- WRITTEN PROBLEM
From the news article below, list every charge Scott Edward Wagar faces in Kandiyohi County District Court.

- PAGE EXTRACT
++++++++++++++++++++

Homecoming incident leads to charges for Willmar man for fox urine spraying
By Gretchen Schlosser, West Central Tribune
Published Thursday, December 11, 2008

WILLMAR — A 50-year-old rural Willmar man pleaded not guilty Wednesday to misdemeanor charges stemming from a homecoming week incident that allegedly included spraying toilet-papering teens with a squirt gun filled with fox urine.

Scott Edward Wagar faces charges of fifth-degree assault, theft and disorderly conduct in Kandiyohi County District Court for the Sept. 16 incident. He was released on his personal recognizance and ordered to have no contact with others involved in the case. His next court date is Jan. 20.

According to a complaint, Wagar reported to the county sheriff on Sept. 17 he had been in an altercation with another person near his property east of Willmar, and that he possibly had broken the person’s finger.

He allegedly said he was fed up with his house being toilet-papered and had taken matters into his own hands. He was out along his property line the night before, between 10:30 and 11 p.m., and observed 15 to 20 people running toward his place through a soybean field. His observation was made through night vision goggles he had received from his son who served in the military. He said he told the group to leave, swore at them and sprayed them with a “supersoaker” squirt gun filled with fox urine.

++++++++++++++++++++

(Object position labeling entries)
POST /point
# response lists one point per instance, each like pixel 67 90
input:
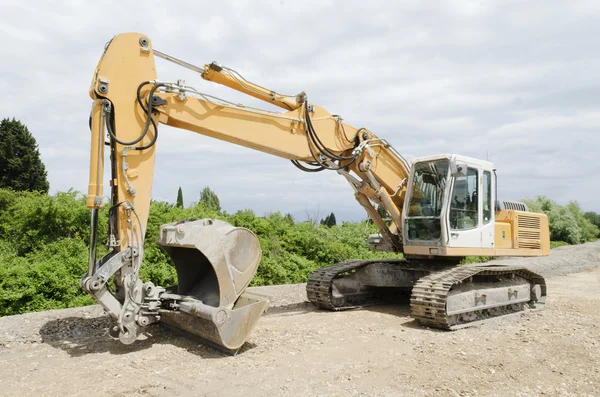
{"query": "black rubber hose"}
pixel 149 120
pixel 318 143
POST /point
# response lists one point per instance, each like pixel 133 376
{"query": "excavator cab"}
pixel 451 208
pixel 447 206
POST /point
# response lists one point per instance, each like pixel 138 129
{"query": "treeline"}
pixel 568 223
pixel 44 246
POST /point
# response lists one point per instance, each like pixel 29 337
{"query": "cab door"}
pixel 487 209
pixel 464 211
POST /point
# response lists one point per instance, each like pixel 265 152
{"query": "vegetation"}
pixel 210 199
pixel 329 220
pixel 20 165
pixel 44 244
pixel 179 203
pixel 567 223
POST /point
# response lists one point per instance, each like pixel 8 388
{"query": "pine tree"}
pixel 179 198
pixel 330 221
pixel 210 199
pixel 20 165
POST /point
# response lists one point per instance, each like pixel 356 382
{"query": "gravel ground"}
pixel 297 350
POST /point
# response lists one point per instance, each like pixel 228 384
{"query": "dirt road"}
pixel 297 350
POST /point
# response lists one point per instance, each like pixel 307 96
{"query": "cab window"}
pixel 487 197
pixel 464 211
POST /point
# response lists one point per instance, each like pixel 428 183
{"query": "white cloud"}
pixel 516 81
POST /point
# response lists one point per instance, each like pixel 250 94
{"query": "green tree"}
pixel 567 223
pixel 179 198
pixel 210 199
pixel 20 165
pixel 329 220
pixel 594 218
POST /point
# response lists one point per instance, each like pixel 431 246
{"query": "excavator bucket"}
pixel 215 262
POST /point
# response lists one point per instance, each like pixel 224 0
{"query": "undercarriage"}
pixel 442 295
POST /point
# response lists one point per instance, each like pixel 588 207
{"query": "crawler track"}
pixel 428 300
pixel 429 293
pixel 319 287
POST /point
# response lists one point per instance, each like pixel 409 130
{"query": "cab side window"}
pixel 487 197
pixel 464 211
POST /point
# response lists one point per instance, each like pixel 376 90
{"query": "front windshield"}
pixel 426 200
pixel 429 183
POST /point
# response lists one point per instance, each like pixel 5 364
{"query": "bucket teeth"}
pixel 215 263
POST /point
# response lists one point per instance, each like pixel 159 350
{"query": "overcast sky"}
pixel 517 82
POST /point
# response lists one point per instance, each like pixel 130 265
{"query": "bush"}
pixel 567 223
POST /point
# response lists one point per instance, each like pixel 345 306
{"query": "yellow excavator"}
pixel 441 209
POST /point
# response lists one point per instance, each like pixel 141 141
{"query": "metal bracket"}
pixel 105 272
pixel 144 44
pixel 103 85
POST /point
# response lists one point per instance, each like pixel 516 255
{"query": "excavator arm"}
pixel 215 262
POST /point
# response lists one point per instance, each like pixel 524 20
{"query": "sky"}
pixel 515 82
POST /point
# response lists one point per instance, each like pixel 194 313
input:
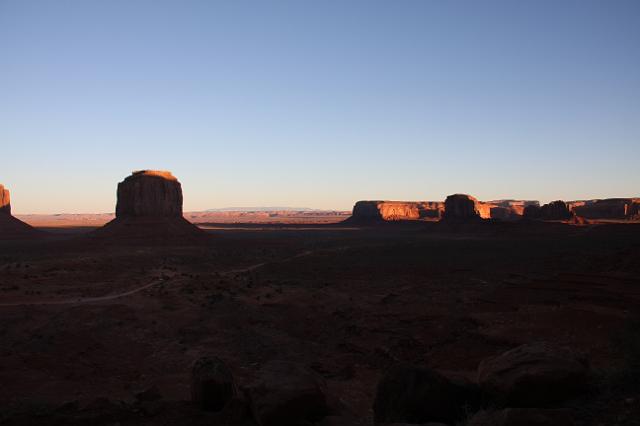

++++++++++++++++++++

- EXERCISE ANSWER
- Fifth-degree assault
- Theft
- Disorderly conduct